Приведённый текст:
==*==

Речь пойдет не о растворителе, а о сэре Артуре Конан Дойле, умершем ровно 80 лет назад ― 7 июля 1930 года. С тех пор как в серии ЖЗЛ два года назад вышла наиболее полная биография Дойла работы Максима Чертанова, не уступающая по увлекательности творениям самого сэра, большинство его поклонников пытаются ответить на вопрос, который Чертанов оставляет открытым: он это серьезно насчет спиритизма?
То есть сам-то он, конечно, серьезно. Не стал бы человек его склада рисковать репутацией ради дешевого эпатажа, особенно в таком сомнительном случае, как дело о фотографии фей из Коттингли. Там две девочки увлеклись фотографией и в 1917 году (одной 9, другой 16) с помощью шляпных шпилек (ими дамские шляпки крепились к волосам) прикрепили бумажных фей к травам и кустам и сфотографировали. И весь цивилизованный мир сошел с ума, проверяя эти фотографии на подлинность. И самым пылким адептом этих фотографий стал Артур Конан Дойл, написавший о них книгу «Явление фей». Даром что феи были подозрительно похожи на картинки из детских книжек ― в туниках, с крылышками. Но Дойл утверждал, что детские фантазии с помощью некоего магнетизма принимают материальную форму, и даже рассмотрел на ручках фей крошечные перепоночки, доказывающие, что «маленький народец» все-таки не совсем как мы. (Девочки ― одной было 87, другой 80 ― впоследствии признались, что не сумели как следует вырезать ручки, отсюда перепоночки. Кстати, многие уверены, что врали они в старости, а в 1917 году феи были настоящими.) Британские таблоиды ― не чета нашим баблоидам, трогательные и романтичные издания,― были завалены письмами бывших детей, утверждавших, что и с ними играли феи и гномы, но после шести-семи лет это прекратилось.

==*==

Цель 1: Установите, согласуются ли с текстом о Конан Дойле утверждения: (a) Дойл написал книгу о фотографиях фей; (b) девочки прикрепили бумажных фей к растениям клеем; (c) биография Дойла работы Максима Чертанова вышла в серии ЖЗЛ. На каждое дайте ответ «да» или «нет» с точной цитатой, на которой он основан.
Цель 2: Сократите абзац текста о Конан Дойле, начинающийся словами «Речь пойдет не о растворителе», сохранив его основные факты.
Цель 3: Извлеките из текста о Конан Дойле фрагмент: начните с места, где стоят слова «Речь пойдет не», и остановитесь после слов «серьезно насчет спиритизма?».

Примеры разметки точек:
==*==

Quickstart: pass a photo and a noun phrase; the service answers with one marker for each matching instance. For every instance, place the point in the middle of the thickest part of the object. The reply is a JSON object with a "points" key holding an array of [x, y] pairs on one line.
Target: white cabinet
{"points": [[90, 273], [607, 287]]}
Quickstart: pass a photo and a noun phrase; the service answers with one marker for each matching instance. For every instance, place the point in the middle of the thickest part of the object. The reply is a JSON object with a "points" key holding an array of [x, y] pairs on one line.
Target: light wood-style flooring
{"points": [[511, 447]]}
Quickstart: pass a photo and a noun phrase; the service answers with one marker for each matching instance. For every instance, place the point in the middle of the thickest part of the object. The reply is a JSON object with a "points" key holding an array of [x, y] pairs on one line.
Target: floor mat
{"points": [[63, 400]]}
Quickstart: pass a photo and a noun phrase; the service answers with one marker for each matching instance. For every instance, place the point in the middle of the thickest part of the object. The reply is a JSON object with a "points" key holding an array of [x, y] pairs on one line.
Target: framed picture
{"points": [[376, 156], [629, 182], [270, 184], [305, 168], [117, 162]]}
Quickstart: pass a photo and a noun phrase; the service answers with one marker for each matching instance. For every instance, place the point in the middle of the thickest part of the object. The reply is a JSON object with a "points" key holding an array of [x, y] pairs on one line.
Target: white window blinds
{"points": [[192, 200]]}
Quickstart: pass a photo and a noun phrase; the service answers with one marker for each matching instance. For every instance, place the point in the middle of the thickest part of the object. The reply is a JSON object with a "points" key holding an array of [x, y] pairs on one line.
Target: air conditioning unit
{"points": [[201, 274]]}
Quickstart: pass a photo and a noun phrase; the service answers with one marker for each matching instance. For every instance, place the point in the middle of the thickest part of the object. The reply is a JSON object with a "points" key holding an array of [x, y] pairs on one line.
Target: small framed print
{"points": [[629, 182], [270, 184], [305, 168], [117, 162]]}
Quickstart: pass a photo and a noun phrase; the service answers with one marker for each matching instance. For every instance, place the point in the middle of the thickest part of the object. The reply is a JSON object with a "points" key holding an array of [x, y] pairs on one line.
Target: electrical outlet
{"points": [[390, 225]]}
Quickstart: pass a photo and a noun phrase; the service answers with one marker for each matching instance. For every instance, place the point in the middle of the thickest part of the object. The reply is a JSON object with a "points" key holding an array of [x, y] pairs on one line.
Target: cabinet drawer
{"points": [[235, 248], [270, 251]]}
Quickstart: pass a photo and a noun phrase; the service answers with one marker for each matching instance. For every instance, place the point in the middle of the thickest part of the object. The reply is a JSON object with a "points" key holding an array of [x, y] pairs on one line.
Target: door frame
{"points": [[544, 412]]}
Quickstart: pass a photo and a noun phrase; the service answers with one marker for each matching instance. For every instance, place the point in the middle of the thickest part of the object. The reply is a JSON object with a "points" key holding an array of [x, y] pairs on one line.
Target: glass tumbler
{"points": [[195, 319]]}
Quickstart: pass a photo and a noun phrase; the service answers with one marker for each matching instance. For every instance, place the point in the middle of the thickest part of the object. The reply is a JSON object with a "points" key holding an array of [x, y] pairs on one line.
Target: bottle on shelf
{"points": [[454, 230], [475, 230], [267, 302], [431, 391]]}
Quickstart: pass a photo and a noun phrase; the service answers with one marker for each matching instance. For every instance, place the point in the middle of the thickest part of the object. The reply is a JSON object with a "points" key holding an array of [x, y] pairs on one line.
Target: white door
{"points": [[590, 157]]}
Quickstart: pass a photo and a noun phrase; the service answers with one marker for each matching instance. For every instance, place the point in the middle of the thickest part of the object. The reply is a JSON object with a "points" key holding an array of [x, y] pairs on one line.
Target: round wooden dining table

==*==

Разбор решения 1:
(a) Да: «написавший о них книгу «Явление фей»».
(b) Нет: «с помощью шляпных шпилек (ими дамские шляпки крепились к волосам) прикрепили бумажных фей к травам и кустам».
(c) Да: «в серии ЖЗЛ два года назад вышла наиболее полная биография Дойла работы Максима Чертанова».

Разбор решения 2: Речь идет о сэре Артуре Конан Дойле, умершем 7 июля 1930 года, ровно 80 лет назад. Два года назад в серии ЖЗЛ вышла его наиболее полная биография работы Максима Чертанова, не уступающая по увлекательности книгам самого Дойла. Чертанов оставляет открытым вопрос, на который пытается ответить большинство поклонников писателя: всерьез ли Дойл относился к спиритизму?

Разбор решения 3:
Речь пойдет не о растворителе, а о сэре Артуре Конан Дойле, умершем ровно 80 лет назад ― 7 июля 1930 года. С тех пор как в серии ЖЗЛ два года назад вышла наиболее полная биография Дойла работы Максима Чертанова, не уступающая по увлекательности творениям самого сэра, большинство его поклонников пытаются ответить на вопрос, который Чертанов оставляет открытым: он это серьезно насчет спиритизма?